*Exercise brief*
Select from the records below every line that has the word "reddish" in it.

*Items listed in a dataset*
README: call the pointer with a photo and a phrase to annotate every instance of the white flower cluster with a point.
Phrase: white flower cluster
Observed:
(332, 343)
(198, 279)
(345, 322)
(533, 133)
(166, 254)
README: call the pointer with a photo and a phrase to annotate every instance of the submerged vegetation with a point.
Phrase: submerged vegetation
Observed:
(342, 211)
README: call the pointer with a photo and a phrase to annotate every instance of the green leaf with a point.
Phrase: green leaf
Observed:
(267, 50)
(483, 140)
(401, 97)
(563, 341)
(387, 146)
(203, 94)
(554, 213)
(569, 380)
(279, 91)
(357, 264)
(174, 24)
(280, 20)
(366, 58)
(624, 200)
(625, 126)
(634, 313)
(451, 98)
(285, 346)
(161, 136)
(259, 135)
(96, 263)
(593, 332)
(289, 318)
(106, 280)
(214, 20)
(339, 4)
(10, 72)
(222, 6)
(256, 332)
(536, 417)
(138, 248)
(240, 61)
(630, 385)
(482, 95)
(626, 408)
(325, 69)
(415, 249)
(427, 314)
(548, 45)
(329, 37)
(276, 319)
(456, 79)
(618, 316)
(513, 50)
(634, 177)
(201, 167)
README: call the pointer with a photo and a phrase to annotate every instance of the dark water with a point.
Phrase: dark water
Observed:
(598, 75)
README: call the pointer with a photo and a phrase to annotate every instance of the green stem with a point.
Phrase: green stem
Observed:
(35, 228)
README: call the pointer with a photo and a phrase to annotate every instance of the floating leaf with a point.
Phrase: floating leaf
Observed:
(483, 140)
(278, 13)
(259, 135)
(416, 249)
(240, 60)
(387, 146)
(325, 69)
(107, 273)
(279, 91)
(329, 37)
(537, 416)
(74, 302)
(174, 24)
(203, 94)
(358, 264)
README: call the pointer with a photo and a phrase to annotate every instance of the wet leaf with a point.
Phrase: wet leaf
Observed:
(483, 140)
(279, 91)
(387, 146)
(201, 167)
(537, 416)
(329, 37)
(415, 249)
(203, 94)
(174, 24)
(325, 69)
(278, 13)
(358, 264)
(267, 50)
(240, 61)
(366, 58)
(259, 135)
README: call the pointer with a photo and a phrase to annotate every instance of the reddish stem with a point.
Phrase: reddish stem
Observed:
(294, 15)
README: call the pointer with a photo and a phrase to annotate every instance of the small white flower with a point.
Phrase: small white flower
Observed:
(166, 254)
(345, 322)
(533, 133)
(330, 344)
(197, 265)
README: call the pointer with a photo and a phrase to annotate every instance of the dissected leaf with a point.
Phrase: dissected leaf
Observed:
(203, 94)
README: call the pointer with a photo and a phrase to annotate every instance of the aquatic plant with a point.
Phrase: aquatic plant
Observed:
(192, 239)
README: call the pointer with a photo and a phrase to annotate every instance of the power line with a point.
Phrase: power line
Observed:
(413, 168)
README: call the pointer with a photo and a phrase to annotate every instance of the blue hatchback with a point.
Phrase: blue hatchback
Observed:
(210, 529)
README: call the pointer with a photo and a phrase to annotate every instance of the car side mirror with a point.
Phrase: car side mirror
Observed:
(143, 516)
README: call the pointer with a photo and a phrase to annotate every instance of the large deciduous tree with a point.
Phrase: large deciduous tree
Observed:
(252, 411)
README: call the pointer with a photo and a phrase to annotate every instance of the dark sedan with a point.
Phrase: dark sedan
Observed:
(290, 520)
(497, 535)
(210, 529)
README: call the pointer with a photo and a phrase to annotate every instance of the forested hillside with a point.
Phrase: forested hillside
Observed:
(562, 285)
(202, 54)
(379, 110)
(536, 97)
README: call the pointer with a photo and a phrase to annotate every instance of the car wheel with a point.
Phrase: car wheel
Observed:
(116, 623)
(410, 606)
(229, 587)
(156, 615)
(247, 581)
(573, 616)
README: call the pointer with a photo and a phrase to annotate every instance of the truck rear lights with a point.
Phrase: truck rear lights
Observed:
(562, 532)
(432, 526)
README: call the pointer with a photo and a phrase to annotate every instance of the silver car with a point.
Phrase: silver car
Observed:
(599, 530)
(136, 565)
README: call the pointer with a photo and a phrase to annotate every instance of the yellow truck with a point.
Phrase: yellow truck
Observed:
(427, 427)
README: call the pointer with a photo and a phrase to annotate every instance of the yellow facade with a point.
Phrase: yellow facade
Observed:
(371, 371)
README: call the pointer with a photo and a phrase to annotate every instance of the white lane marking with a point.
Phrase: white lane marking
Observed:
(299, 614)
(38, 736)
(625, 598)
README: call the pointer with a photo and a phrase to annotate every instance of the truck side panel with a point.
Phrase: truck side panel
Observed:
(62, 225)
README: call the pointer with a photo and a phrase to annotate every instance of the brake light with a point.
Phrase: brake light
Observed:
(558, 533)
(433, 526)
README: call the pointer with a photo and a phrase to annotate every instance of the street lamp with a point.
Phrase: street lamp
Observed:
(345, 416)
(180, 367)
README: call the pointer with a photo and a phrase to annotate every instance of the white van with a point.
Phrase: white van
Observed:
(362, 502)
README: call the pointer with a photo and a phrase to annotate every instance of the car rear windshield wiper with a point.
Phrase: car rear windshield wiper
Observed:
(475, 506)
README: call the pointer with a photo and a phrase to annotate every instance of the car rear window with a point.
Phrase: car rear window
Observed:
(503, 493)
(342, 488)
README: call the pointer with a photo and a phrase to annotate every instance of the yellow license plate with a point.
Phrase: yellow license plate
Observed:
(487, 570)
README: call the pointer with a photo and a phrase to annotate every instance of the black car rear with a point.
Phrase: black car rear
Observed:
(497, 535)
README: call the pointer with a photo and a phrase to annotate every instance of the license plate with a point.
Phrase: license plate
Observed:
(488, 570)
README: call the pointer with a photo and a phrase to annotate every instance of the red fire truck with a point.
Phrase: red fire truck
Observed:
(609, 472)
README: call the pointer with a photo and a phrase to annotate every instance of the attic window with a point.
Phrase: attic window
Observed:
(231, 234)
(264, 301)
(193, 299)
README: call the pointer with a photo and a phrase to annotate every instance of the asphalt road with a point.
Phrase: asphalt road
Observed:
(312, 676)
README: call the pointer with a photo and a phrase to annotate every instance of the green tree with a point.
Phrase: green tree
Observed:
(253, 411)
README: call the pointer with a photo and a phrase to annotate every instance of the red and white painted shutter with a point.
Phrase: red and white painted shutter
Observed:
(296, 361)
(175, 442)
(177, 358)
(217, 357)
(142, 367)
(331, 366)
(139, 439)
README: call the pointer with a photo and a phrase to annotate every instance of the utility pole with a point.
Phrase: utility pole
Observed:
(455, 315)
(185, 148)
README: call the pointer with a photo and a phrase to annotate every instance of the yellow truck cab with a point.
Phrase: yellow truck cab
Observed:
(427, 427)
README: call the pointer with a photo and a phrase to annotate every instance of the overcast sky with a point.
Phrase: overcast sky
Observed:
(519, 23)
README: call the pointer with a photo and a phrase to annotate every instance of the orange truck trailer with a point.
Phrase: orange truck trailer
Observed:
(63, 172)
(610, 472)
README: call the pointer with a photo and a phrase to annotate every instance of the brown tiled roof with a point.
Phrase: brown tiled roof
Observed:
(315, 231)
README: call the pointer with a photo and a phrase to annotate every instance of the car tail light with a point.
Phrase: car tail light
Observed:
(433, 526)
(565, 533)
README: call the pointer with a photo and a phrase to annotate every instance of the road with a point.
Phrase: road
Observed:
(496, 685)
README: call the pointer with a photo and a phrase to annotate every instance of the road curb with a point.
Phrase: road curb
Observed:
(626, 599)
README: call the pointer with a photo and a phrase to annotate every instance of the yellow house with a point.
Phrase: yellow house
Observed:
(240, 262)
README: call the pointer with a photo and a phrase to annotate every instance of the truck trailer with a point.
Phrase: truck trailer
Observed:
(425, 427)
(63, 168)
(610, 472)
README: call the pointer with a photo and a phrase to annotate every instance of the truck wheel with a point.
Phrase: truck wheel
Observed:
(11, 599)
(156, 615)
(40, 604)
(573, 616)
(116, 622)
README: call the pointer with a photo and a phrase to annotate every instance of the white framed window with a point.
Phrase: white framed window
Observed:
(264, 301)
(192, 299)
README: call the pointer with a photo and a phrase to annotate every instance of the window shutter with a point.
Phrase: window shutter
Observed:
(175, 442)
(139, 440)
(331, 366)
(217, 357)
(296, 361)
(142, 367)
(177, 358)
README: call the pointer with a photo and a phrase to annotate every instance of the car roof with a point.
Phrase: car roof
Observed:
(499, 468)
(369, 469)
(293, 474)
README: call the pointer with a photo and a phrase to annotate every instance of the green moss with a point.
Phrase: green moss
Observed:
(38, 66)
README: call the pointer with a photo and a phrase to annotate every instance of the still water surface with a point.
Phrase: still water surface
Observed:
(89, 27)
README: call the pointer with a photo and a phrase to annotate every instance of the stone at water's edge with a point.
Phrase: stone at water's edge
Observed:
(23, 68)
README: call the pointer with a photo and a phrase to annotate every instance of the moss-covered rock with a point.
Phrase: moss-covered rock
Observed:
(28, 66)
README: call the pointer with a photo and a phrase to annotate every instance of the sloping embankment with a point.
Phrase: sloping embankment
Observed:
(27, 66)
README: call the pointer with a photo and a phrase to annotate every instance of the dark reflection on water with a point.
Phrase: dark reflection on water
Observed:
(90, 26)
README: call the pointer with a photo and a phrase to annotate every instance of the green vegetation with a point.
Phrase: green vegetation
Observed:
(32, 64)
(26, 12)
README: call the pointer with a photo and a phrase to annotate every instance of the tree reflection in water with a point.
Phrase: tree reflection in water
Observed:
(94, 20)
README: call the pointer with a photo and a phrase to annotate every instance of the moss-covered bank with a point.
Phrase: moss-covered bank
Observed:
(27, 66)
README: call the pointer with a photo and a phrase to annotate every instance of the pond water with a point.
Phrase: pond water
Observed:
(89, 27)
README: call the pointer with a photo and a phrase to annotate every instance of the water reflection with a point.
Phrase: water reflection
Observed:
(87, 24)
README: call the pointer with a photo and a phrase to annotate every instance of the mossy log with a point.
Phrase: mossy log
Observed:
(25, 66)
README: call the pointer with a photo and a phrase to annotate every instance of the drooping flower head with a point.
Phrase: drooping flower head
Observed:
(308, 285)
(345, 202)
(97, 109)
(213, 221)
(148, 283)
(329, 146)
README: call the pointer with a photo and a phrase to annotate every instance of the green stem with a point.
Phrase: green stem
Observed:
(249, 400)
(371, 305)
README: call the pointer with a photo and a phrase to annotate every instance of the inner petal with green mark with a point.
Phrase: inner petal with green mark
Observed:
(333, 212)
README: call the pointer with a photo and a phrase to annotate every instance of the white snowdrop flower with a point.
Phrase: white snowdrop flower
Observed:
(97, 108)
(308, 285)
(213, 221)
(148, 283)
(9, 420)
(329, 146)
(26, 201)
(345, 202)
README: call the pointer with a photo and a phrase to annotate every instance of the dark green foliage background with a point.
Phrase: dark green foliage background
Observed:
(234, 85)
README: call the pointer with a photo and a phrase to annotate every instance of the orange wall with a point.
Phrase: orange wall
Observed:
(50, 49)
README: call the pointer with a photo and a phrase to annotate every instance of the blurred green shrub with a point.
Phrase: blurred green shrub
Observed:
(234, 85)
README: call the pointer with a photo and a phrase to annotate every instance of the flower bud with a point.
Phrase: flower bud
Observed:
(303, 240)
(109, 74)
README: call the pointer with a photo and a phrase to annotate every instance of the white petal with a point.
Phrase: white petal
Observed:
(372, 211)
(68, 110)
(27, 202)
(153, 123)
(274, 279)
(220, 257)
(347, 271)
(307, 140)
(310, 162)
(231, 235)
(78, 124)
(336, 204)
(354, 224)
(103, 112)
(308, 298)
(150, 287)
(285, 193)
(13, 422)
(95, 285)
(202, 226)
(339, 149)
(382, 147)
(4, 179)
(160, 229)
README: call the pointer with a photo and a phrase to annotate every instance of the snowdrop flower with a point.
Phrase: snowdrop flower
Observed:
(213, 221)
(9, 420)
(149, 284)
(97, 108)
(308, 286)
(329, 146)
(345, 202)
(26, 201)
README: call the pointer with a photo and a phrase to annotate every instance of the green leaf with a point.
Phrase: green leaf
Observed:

*Finished exercise*
README: call the pointer with a photo and a phrase to annotate every instance of the reddish stem with a point.
Phrase: reddish stem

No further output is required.